(begin)

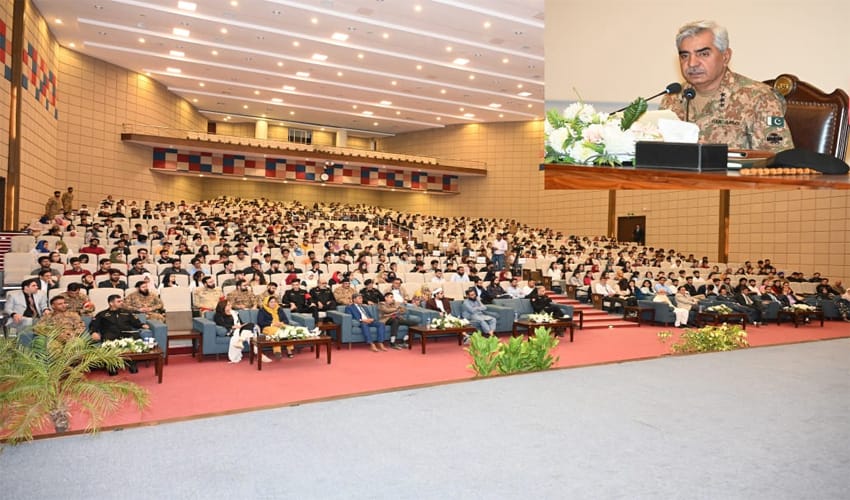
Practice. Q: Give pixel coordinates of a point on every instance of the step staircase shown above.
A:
(593, 318)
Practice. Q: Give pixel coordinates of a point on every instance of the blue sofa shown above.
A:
(215, 337)
(158, 330)
(352, 330)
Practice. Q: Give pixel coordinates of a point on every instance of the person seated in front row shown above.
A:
(270, 318)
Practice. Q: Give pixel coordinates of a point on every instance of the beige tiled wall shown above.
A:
(38, 126)
(5, 89)
(98, 98)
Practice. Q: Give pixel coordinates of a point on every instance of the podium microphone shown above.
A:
(673, 88)
(689, 93)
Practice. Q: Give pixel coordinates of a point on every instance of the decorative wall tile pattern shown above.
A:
(292, 170)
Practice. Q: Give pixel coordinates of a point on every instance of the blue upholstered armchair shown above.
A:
(215, 337)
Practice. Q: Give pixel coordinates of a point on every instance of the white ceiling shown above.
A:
(242, 58)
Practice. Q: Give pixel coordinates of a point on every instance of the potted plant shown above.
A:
(47, 380)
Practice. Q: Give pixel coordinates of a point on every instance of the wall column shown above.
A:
(12, 196)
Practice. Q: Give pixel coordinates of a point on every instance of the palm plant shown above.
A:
(48, 379)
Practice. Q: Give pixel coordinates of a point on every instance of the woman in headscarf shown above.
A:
(270, 318)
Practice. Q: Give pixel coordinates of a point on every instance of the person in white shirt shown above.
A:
(500, 247)
(460, 275)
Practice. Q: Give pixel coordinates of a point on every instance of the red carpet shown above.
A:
(192, 389)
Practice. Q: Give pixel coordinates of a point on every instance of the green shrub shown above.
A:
(514, 356)
(707, 339)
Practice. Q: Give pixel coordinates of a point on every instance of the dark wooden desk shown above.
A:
(799, 316)
(154, 355)
(528, 326)
(262, 343)
(424, 332)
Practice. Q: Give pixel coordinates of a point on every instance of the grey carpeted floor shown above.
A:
(766, 423)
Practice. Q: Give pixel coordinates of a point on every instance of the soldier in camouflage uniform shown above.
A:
(146, 302)
(76, 300)
(242, 297)
(728, 108)
(62, 318)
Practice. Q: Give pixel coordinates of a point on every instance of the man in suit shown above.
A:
(361, 313)
(26, 307)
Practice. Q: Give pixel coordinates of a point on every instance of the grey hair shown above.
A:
(721, 36)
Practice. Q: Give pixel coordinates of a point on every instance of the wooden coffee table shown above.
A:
(154, 355)
(261, 343)
(332, 327)
(197, 343)
(799, 316)
(529, 326)
(425, 332)
(715, 318)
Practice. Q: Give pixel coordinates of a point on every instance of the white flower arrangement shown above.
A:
(720, 309)
(583, 136)
(542, 318)
(131, 345)
(292, 332)
(447, 321)
(799, 307)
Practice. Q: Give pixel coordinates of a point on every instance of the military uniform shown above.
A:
(343, 295)
(206, 298)
(743, 113)
(136, 301)
(242, 299)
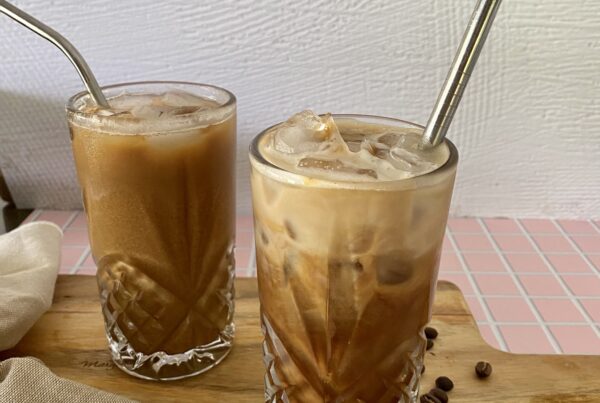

(end)

What you need to do
Put every line of the listing above into a JSON list of strings, one string per line, with blank lines left out. Omit the pictures from the result.

Task result
[
  "Practice. Q: Give pixel coordinates of a point on every instance of the step staircase shown above.",
  "A:",
  "(593, 318)",
  "Practice. Q: Give pixel coordinates of a point on every instance of the blue sofa shown above.",
  "A:",
  "(215, 337)",
  "(158, 330)",
  "(352, 330)",
  "Practice. Q: Give pixel coordinates of a point on every instance of the person seated in front row shown above.",
  "A:",
  "(270, 318)",
  "Practice. Q: Give pixel coordinates of a point on every instance of the beige tiled wall shown above.",
  "A:",
  "(38, 126)",
  "(5, 89)",
  "(98, 98)",
  "Practice. Q: Give pixel coordinates of a point on every instance of the podium microphone shown above.",
  "A:",
  "(673, 88)",
  "(689, 93)",
  "Practice. Q: Give pixel coordinates of a point on every instance of the decorative wall tile pattern shown above.",
  "A:",
  "(292, 170)",
  "Practice. Q: Give pixel coordinates of a point on every instance of the blue upholstered armchair shown above.",
  "A:",
  "(215, 337)",
  "Practice. Q: Give pixel coordinates of a point on every instance of the white ceiling shown above.",
  "A:",
  "(242, 58)",
  "Practice. Q: Give pixel coordinates of a point on every instance of the potted plant shown above.",
  "A:",
  "(47, 380)",
  "Practice. Q: Give pixel coordinates of a point on every instance of the wall column shown above.",
  "A:",
  "(12, 196)",
  "Practice. Q: Give pixel coordinates of a point on every instance of the palm plant shown above.",
  "A:",
  "(48, 379)",
  "Practice. Q: Give pixel coordinates of a point on every instance of the woman in headscarf shown above.",
  "A:",
  "(270, 318)",
  "Practice. Q: Give pixel coordinates of a point on every instance of the person in white shirt shown above.",
  "A:",
  "(500, 247)",
  "(460, 275)",
  "Practice. Q: Give pixel coordinates of a point on every instance of the red carpet shown above.",
  "A:",
  "(192, 389)",
  "Practice. Q: Give pixel coordinates of a point on every instance of the green shrub shown above.",
  "A:",
  "(514, 356)",
  "(707, 339)",
  "Practice. Q: Give pixel coordinates of a point on every instance of the dark wooden desk shown above.",
  "A:",
  "(799, 316)",
  "(154, 355)",
  "(528, 326)",
  "(262, 343)",
  "(424, 332)",
  "Practice. Q: Give pixel coordinates of a point on every instance of the grey carpeted floor shown above.",
  "A:",
  "(766, 423)",
  "Practice. Q: Give pixel coordinates of a point on every instance of the soldier in camouflage uniform shown above.",
  "A:",
  "(146, 302)",
  "(76, 300)",
  "(242, 297)",
  "(728, 108)",
  "(62, 318)",
  "Practice. Q: Give pixel coordinates of a point on every instance of the man in suit shown above.",
  "A:",
  "(361, 313)",
  "(26, 307)",
  "Practice. Q: Give pixel coordinates of a point on every instance of the grey hair shown above.",
  "A:",
  "(721, 36)",
  "Practice. Q: Give pixel coordinates of a point on every instance of the wooden coffee table shown above.",
  "A:",
  "(154, 355)",
  "(261, 343)",
  "(332, 327)",
  "(197, 343)",
  "(799, 316)",
  "(529, 326)",
  "(425, 332)",
  "(715, 318)",
  "Practice. Q: Give pixel coordinates of a point on every instance of the white flower arrangement shown above.",
  "A:",
  "(720, 309)",
  "(583, 136)",
  "(542, 318)",
  "(131, 345)",
  "(292, 332)",
  "(447, 321)",
  "(799, 307)",
  "Practice. Q: Give pixel coordinates of a point on every instance of the military uniform shown above.",
  "A:",
  "(343, 295)",
  "(206, 298)",
  "(743, 113)",
  "(136, 301)",
  "(242, 299)"
]